### Goal of the exercise
With pictures removed, the data below should be returned exactly.

■ ■ ■ ■ ■

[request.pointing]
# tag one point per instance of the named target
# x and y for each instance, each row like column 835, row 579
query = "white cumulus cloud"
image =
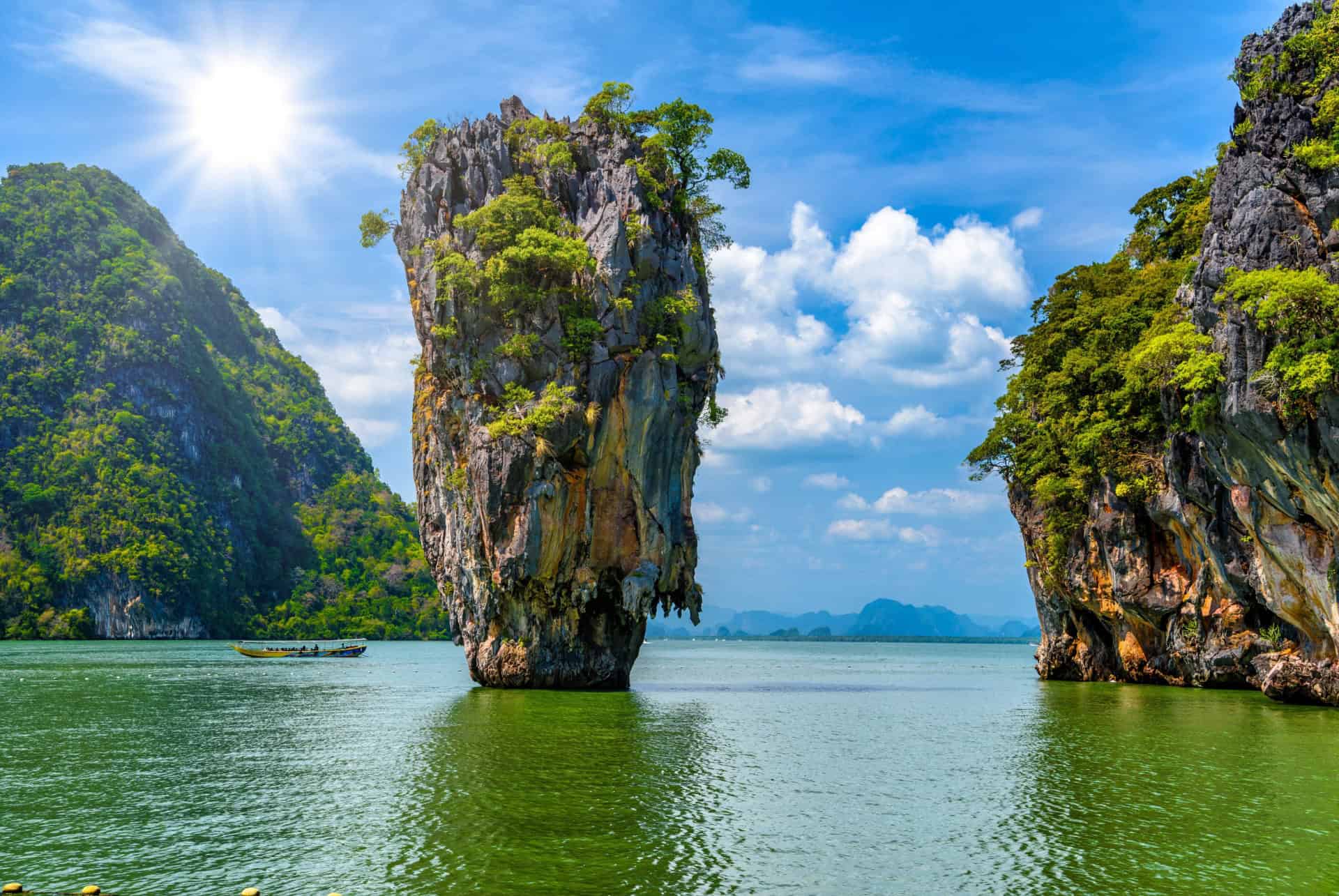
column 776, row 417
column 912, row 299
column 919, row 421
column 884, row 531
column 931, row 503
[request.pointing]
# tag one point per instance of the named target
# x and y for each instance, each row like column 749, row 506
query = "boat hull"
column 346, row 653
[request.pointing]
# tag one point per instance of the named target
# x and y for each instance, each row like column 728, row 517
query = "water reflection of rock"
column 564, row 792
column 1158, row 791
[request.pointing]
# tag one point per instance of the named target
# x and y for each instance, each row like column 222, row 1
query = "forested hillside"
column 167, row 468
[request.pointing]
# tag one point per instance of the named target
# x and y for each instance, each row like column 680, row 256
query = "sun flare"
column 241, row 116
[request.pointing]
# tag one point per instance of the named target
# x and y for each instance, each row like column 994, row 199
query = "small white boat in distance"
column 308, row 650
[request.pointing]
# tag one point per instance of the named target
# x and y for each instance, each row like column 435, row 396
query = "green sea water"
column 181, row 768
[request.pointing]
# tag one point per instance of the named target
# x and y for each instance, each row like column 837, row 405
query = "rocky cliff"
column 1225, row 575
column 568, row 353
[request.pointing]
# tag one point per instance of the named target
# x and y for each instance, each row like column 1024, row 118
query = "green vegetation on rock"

■ ■ ■ ■ ■

### Result
[request.pointing]
# tag one point per instance of the named target
# x and y for each instance, each row like column 835, row 579
query = "white cumulus cloud"
image =
column 776, row 417
column 912, row 299
column 919, row 421
column 884, row 531
column 931, row 503
[request.pointing]
# tag one point per instance of the named target
# x and y for each instance, each row like column 749, row 506
query = "boat hull"
column 346, row 653
[request.pointing]
# tag one point per instance of the named target
# x and y for each instance, each row like column 728, row 517
query = "water reflection of rock"
column 564, row 792
column 1158, row 791
[request.pointing]
# tag one point per instance of the named target
# x and y for each instance, each row like column 222, row 1
query = "forested hillside"
column 167, row 468
[request.pointing]
# tag one point per instance of the named target
# x and y for each instance, each row like column 680, row 256
query = "sun flare"
column 241, row 116
[request.pointing]
# tag one point per instance of the named target
# x and y for each instance, each row like column 994, row 199
query = "small white boat in distance"
column 308, row 650
[request.pointing]
# tag one point per instance of the named target
# x and y for each instance, each row like column 435, row 396
query = "green sea water"
column 181, row 768
[request.pointing]
# tag one point per instance of the named target
# x and y for each instance, each row like column 837, row 405
query = "rocky cliff"
column 1225, row 575
column 568, row 353
[request.pointing]
# tag one point per instance of the named target
# x and y for each instance, each row like column 1024, row 118
query = "green vegetation on rock"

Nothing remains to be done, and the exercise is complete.